#### DOKUMENT ####
Die wirtschaftliche Entwicklung Rumäniens ist nach Ansicht des IBD-Koordinators im letzten Jahres sehr positiv verlaufen. Die neue Regierung von Adrian Nastase habe wirklich Zeichen gesetzt. Die Arbeit der Ministerien und die konstante Besetzung von Schlüsselpositionen bedeuten einen großen Fortschritt im Vergleich zu früheren Regierungen, die Limbert seit 1994 in Bukarest erlebt hat. Das Investitionsinteresse an Rumänien sei wieder angewachsen, nachdem es im Jahr 2000 auf den absoluten Nullpunkt gesunken war. Auch Investoren, die schon in Rumänien tätig sind, bauen ihr Engagement aus. So will die Metro-Gruppe ihre Märkte von derzeit zehn Märkte in den kommenden zwei bis drei Jahren auf 20 Märkte ausweiten. Auch andere Unternehmen der Metro-Gruppe, wie der Praktiker, kommen nach Rumänien. Ein weiterer deutscher "Schlüsselinvestor", der Reifenhersteller Continental aus Hannover, wolle zusätzliche Produktionsbereiche in Temeswar ansiedeln. Das sei ein klarer Hinweis für die positiven Erfahrungen der Unternehmen.
Im letzten Jahr hat der IBD/WBF eine neue Studie zum Wirtschaftsklima in Rumänien erarbeitet, die der deutsche Botschafter demnächst dem rumänischen Ministerpräsidenten vorstellen wird. Anschließend soll die Studie veröffentlicht werden. Die Ergebnisse seien zwar stark vom Jahr 2000 geprägt, weil die Befragung Mitte 2001 ablief, aber grundsätzlich habe sich einiges ins Positive bewegt, stellt Limbert klar. Die Anreize für Investoren seien attraktiv geworden im osteuropäischen Vergleich, was sehr wichtig sei, damit Rumänien ein wettbewerbsfähiger Standort werde. Der GTZ-Experte befürchtet jedoch, dass unter dem Druck des Internationalen Währungsfonds (IWF) investorenfreundliche Gesetze in Rumänien wieder rückgängig gemacht werden könnten. Das würde Rumänien in einer empfindlichen Stelle treffen, nämlich der Rechtsunsicherheit bezüglich Investitions- und Wirtschaftsförderungsgesetze.
####
*AUFGABE:* Fahren Sie mit dem Text über die wirtschaftliche Entwicklung Rumäniens im Anschluss an seinen letzten Satz fort. Die Datensätze stehen in keinem Zusammenhang mit dem Text.
#### DATENSÄTZE ####
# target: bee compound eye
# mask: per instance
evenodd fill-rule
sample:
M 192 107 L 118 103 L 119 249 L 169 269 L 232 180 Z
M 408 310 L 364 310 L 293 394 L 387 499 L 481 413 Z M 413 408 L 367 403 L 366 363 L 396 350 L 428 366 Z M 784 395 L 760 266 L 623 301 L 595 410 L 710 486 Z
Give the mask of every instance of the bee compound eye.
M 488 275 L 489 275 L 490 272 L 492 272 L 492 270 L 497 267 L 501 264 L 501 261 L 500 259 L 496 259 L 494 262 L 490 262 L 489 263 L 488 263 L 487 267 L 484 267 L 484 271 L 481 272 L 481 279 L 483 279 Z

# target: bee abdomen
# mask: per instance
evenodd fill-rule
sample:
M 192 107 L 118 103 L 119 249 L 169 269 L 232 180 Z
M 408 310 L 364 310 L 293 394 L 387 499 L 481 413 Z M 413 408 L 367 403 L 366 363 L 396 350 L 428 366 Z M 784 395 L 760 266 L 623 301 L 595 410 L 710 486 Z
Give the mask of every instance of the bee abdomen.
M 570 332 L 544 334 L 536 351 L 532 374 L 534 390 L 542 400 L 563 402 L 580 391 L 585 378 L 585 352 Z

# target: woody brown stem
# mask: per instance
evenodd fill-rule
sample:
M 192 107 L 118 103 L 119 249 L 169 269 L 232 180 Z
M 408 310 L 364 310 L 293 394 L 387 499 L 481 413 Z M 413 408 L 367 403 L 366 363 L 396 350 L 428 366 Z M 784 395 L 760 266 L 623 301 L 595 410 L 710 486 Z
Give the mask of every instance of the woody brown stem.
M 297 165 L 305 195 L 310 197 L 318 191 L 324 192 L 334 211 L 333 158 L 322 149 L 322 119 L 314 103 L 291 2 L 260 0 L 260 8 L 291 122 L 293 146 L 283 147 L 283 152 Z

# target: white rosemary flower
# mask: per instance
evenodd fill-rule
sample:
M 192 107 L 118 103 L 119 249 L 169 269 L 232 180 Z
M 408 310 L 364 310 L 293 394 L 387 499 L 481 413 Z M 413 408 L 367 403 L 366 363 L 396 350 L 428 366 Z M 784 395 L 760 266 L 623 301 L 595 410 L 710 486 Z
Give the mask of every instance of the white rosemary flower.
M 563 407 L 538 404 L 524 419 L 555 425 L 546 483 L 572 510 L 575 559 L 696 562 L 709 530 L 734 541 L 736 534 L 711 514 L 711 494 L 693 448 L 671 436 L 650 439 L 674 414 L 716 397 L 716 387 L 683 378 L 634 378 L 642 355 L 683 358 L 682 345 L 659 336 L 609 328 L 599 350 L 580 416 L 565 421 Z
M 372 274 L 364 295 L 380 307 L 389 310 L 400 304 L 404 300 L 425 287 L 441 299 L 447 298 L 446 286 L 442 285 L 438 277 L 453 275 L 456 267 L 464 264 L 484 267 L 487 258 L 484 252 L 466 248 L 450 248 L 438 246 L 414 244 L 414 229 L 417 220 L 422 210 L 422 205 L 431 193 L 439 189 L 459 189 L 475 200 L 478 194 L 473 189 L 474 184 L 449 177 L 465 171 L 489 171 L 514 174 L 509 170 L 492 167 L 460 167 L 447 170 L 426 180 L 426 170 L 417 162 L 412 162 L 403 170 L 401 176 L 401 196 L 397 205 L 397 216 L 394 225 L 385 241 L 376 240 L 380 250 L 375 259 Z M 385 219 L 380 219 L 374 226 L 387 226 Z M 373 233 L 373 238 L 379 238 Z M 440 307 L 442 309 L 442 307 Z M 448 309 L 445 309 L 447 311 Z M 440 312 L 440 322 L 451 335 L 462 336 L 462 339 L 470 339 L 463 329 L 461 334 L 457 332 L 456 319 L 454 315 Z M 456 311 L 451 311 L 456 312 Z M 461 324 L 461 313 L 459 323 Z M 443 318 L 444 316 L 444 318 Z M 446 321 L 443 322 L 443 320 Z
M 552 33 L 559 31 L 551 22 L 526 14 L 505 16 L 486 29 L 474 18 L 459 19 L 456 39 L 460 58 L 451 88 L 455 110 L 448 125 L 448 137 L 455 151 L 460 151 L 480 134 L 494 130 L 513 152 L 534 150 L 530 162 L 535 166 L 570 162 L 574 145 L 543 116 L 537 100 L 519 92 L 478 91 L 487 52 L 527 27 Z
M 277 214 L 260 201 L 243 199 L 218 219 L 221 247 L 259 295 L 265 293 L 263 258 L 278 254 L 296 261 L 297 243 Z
####
*LÖSUNG:*
Italiener haben die Nase vorn

Für dieses Jahr erwartet Limbert einen Aufwärtstrend der rumänischen Wirtschaft, wenn die Regierung Adrian Nastase die Politik in der bisherigen Konstanz weiterführen werde. 2001 verzeichnete das Karpatenland ein Wachstum von 4 Prozent. Trotz schlechter Konjunktur in Deutschland sei zu hoffen, dass der Handel mit Deutschland zumindest auf dem gleichen Niveau bleibe. Der Abstand zu Italien, dem stärksten Handelspartner Rumäniens, sei im Vorjahr leider gewachsen. „Die Italiener sind einfach schneller und flexibler. 75 Prozent der Exporte in der rumänischen Schuh- und Lederindustrie gehen nach Italien und werden dann auf Umwegen vom deutschen Endverbraucher gekauft. Der gute italienische Schuh, den wir kaufen, wird in Rumänien gefertigt. Wir zahlen dafür ein Vielfaches und hätten die Schuhe vielleicht in direktem Kontakt etwas preiswerter haben können", bedauert Limbert.
Handlungsbedarf für Rumänien sieht Limbert bei der Standortinformation im Ausland. Während Polen, Ungarn u.a. drei- bis viermal im Jahr mit Beilagen im Handelsblatt, der FAZ oder anderen Publikationen präsent sind, hat Rumänien diesbezüglich einen absoluten Nachholbedarf. Es sei ein „Unding“, bedauert Limbert, dass der IBD als einzige Einrichtung einmal im Jahr ein Rumänien-Sonderheft der Zeitschrift Ost-West-Contact herausgibt, so auch 2002, während Rumänien selbst nichts in dieser Richtung unternimmt. Auch die teilweise umfassenden Internetseiten über das Land müssten exakter gepflegt und aktualisiert werden.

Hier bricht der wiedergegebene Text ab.